**RETO A**
Enumera todos los países que se mencionan en el texto sobre la polarización política en la academia, que aparece a continuación.

**FRAGMENTO DE TEXTO**
Por Hugo Prieto
Una pregunta tardía. Pero no
por eso menos urgente y crucial. ¿Qué tanto de la polarización política ha
permeado en la academia? Le prepongo el tema a Juan Cristóbal Castro*. Si bien
en la academia no encontramos la lógica binaria y destructiva que la esfera
mediática exaltó hasta el paroxismo, desvirtuando la información y el
periodismo, hay en aquélla sutilezas, relativismos, complicidades que refuerzan
el capital simbólico de las tradiciones revolucionarias, con Cuba a la cabeza,
de América Latina.
El pasado cuenta. Y más si
es deliberadamente maquillado para atenuar las cicatrices que ha provocado la
violencia —en sus variantes más crudas— de modelos autoritarios como los de
Venezuela y Nicaragua, apadrinados por la dictadura
castrista.
La lógica de la polarización
encontró en la esfera mediática un campo de batalla, donde se libró una guerra
en la cual Hugo Chávez derrotó a un tipo de periodismo más inclinado por la
propaganda y el activismo que a la propia información. Le sirvió, además, para
identificar a un enemigo, desvirtuar el debate político y buscar a un culpable
¿Esa lógica de la polarización, de alguna manera, permeó en la academia?

**RETO B**
Selecciona, por favor, cada línea del listado que contenga la palabra "green". Se distinguen mayúsculas y minúsculas.

**DATOS GUARDADOS**

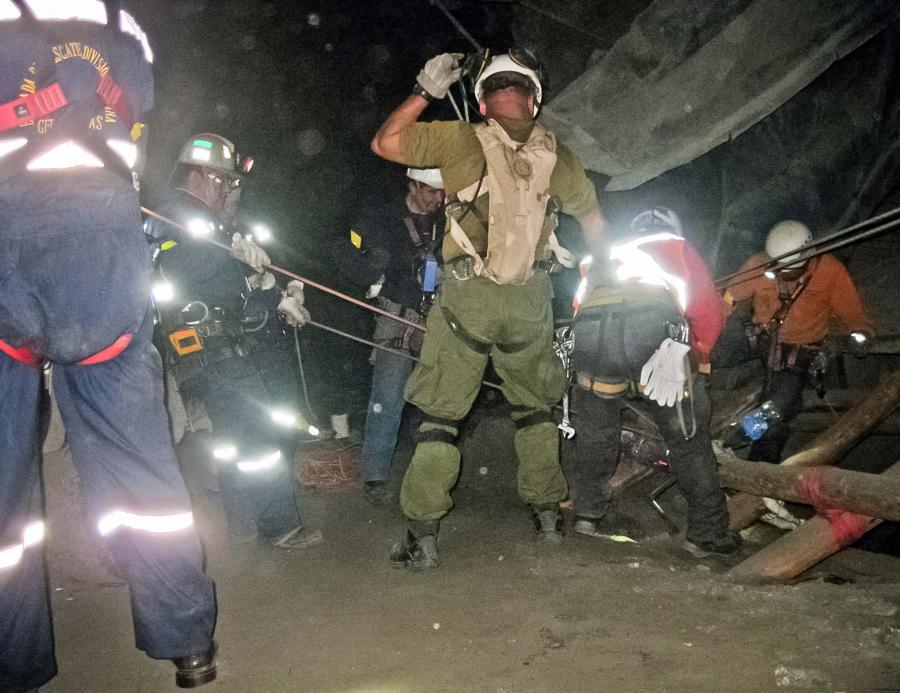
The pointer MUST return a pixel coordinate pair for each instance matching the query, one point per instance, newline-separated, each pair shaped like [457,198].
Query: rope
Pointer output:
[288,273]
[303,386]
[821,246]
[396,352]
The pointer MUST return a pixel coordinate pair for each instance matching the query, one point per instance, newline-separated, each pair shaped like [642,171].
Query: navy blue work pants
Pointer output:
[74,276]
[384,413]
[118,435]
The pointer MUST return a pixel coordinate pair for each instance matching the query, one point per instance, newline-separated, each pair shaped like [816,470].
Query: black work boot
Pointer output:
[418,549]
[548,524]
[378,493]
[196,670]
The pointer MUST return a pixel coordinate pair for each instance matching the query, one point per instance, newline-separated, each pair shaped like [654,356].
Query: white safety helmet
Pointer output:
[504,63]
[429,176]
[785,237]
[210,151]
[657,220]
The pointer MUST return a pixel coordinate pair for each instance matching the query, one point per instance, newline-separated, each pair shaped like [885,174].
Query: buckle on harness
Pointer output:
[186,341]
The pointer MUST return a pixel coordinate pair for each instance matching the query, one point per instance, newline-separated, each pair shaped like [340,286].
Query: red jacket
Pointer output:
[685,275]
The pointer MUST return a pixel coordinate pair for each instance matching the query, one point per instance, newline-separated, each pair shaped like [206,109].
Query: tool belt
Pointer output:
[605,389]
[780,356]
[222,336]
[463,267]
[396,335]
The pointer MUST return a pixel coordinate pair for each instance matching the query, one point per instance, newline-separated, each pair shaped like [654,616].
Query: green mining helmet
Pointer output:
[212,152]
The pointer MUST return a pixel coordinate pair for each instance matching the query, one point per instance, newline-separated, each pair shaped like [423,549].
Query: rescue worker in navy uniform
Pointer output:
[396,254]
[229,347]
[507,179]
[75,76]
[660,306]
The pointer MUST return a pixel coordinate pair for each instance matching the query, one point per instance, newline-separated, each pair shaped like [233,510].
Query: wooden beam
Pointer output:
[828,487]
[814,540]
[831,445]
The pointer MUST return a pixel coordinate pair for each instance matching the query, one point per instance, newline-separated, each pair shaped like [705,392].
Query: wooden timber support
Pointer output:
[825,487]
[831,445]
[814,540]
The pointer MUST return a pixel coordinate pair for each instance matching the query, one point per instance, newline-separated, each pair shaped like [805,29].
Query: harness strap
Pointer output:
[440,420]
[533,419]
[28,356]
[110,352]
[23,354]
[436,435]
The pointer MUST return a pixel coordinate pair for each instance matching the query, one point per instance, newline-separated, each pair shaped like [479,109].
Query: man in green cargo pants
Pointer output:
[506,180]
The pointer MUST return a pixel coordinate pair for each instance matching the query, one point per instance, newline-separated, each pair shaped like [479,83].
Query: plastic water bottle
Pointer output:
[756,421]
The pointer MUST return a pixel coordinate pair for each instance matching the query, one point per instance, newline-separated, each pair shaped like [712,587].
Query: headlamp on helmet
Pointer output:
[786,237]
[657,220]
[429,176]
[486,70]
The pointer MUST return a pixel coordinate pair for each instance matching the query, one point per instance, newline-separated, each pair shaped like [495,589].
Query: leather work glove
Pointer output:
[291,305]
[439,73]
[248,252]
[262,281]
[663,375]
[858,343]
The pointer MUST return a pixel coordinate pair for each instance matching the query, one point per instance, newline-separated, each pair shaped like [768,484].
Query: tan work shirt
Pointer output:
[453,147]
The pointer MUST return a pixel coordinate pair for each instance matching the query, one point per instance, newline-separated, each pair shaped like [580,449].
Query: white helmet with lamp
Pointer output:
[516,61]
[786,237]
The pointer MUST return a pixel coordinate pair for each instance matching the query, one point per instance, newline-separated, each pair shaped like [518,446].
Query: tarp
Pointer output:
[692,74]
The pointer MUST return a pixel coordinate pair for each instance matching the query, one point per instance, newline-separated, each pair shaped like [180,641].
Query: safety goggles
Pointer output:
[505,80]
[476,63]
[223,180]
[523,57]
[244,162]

**RESPUESTA ESCRITA A**
Cuba, Venezuela, Nicaragua

**RESPUESTA ESCRITA B**
Query: green mining helmet
Query: man in green cargo pants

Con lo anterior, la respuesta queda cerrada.